[Start of Attachment]
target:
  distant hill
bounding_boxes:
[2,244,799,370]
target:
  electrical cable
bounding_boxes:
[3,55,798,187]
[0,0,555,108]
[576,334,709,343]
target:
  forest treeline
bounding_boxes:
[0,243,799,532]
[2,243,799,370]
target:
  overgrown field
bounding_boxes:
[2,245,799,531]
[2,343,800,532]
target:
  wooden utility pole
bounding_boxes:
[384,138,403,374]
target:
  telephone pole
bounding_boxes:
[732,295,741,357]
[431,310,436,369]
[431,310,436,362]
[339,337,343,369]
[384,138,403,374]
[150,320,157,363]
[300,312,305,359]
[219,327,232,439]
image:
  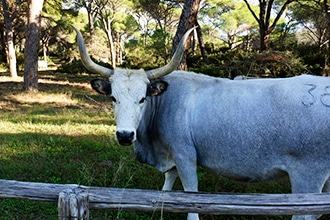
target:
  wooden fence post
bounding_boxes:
[58,187,89,220]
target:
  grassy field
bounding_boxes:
[0,71,327,220]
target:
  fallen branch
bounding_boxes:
[84,95,112,112]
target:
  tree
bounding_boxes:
[138,0,181,33]
[23,0,44,91]
[35,1,63,67]
[132,2,153,46]
[135,0,182,63]
[94,0,121,68]
[69,0,98,36]
[171,0,202,70]
[243,0,295,51]
[292,1,327,45]
[200,0,258,49]
[291,0,330,76]
[112,10,139,65]
[324,0,330,76]
[93,0,139,68]
[1,0,25,77]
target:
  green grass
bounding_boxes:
[0,71,328,220]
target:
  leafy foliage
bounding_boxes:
[123,29,173,69]
[1,0,329,78]
[294,43,327,75]
[189,48,307,79]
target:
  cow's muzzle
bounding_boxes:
[116,131,135,146]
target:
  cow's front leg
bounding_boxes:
[175,156,199,220]
[179,167,199,220]
[162,168,178,191]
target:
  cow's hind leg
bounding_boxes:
[290,169,328,220]
[162,168,199,220]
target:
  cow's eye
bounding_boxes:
[139,97,146,104]
[110,96,117,103]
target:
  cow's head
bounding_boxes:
[72,26,195,146]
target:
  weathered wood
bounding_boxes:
[0,179,79,202]
[1,179,330,216]
[58,188,89,220]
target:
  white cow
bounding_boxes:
[73,26,330,220]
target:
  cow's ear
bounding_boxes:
[147,80,169,96]
[91,78,111,95]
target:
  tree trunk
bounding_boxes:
[41,33,50,64]
[258,0,268,51]
[2,0,18,77]
[117,32,123,65]
[243,0,294,51]
[171,0,201,70]
[196,24,209,65]
[87,4,95,36]
[260,29,270,51]
[23,0,44,91]
[42,42,47,63]
[5,29,17,77]
[323,0,330,76]
[103,17,116,69]
[107,28,116,69]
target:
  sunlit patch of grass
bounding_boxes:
[4,91,79,106]
[0,120,116,136]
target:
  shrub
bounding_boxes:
[189,49,308,78]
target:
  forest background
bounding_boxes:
[1,0,330,219]
[2,0,330,82]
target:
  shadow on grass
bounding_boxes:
[0,131,180,220]
[0,70,109,105]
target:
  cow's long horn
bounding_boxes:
[146,26,197,80]
[72,25,113,77]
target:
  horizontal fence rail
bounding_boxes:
[1,179,330,216]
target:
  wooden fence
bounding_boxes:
[1,179,330,219]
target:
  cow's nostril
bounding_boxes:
[116,131,135,146]
[117,131,134,138]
[End of Attachment]
Action item >> Apart from its pictures, the material above should be repeated exactly.

Output >>
target:
  distant hill
bounding_boxes:
[2,244,799,370]
target:
  electrical cable
bounding_boxes:
[3,55,798,187]
[0,0,555,108]
[576,334,709,343]
target:
  forest treeline
bounding_boxes:
[0,243,799,532]
[2,243,799,370]
target:
  overgrown field
bounding_boxes:
[2,245,799,531]
[2,343,800,532]
target:
  wooden utility pole
bounding_boxes:
[384,138,403,374]
target:
  telephone pole
bounding_boxes:
[732,295,741,357]
[431,310,436,369]
[431,310,436,362]
[339,337,343,369]
[384,138,403,374]
[150,320,157,363]
[300,312,305,359]
[219,327,232,439]
image:
target:
  wooden fence post
bounding_boxes:
[58,187,89,220]
target:
  grassy field
bounding_boxes:
[0,71,327,220]
target:
  fallen branch
bounding_boxes:
[84,95,112,112]
target:
  tree
bounding_boxes:
[138,0,181,33]
[23,0,44,91]
[35,1,63,67]
[132,2,153,46]
[135,0,182,63]
[94,0,121,68]
[69,0,98,36]
[171,0,202,70]
[243,0,295,51]
[292,1,327,45]
[200,0,258,49]
[291,0,330,76]
[112,10,139,65]
[324,0,330,76]
[93,0,139,68]
[1,0,25,77]
target:
  green grass
bounding_boxes:
[0,71,328,220]
target:
  leafy foliage
bounding_boxes:
[123,29,173,69]
[1,0,329,78]
[294,43,327,75]
[189,48,307,79]
target:
  cow's muzzle
bounding_boxes:
[116,131,135,146]
target:
  cow's front leg
bounding_boxes:
[175,156,199,220]
[179,167,199,220]
[162,168,178,191]
target:
  cow's hind leg
bounding_boxes:
[290,169,328,220]
[162,168,199,220]
target:
  cow's eye
bounding_boxes:
[139,97,146,104]
[110,96,117,103]
target:
  cow's head
bounding_boxes:
[72,26,195,146]
target:
  weathered wood
bounding_boxes:
[0,179,79,202]
[1,179,330,216]
[58,188,89,220]
target:
  white cow
bounding_boxes:
[73,26,330,220]
target:
  cow's ear
bounding_boxes:
[147,80,169,96]
[91,78,111,95]
target:
  tree trunk
bounding_boxes:
[41,33,50,64]
[258,0,268,51]
[2,0,18,77]
[117,32,123,65]
[243,0,294,51]
[171,0,201,70]
[196,24,209,65]
[87,4,95,36]
[260,29,270,51]
[23,0,44,91]
[42,42,47,63]
[5,29,17,77]
[323,0,330,76]
[103,17,116,69]
[107,28,116,69]
target:
  sunlit patch of grass
bounding_boxes:
[4,91,79,106]
[0,120,116,136]
target:
  shrub
bounding_boxes:
[189,49,308,78]
target:
  forest background
bounding_boxes:
[1,0,330,219]
[2,0,330,82]
target:
  shadow on grass
bounding_boxes:
[0,131,180,220]
[0,70,109,105]
target:
  cow's long horn
bounding_boxes:
[146,26,197,80]
[72,25,113,77]
target:
  horizontal fence rail
bounding_boxes:
[1,179,330,216]
target:
  wooden fence
bounding_boxes:
[1,179,330,219]
target:
  cow's nostril
bounding_boxes:
[116,131,135,146]
[117,131,134,138]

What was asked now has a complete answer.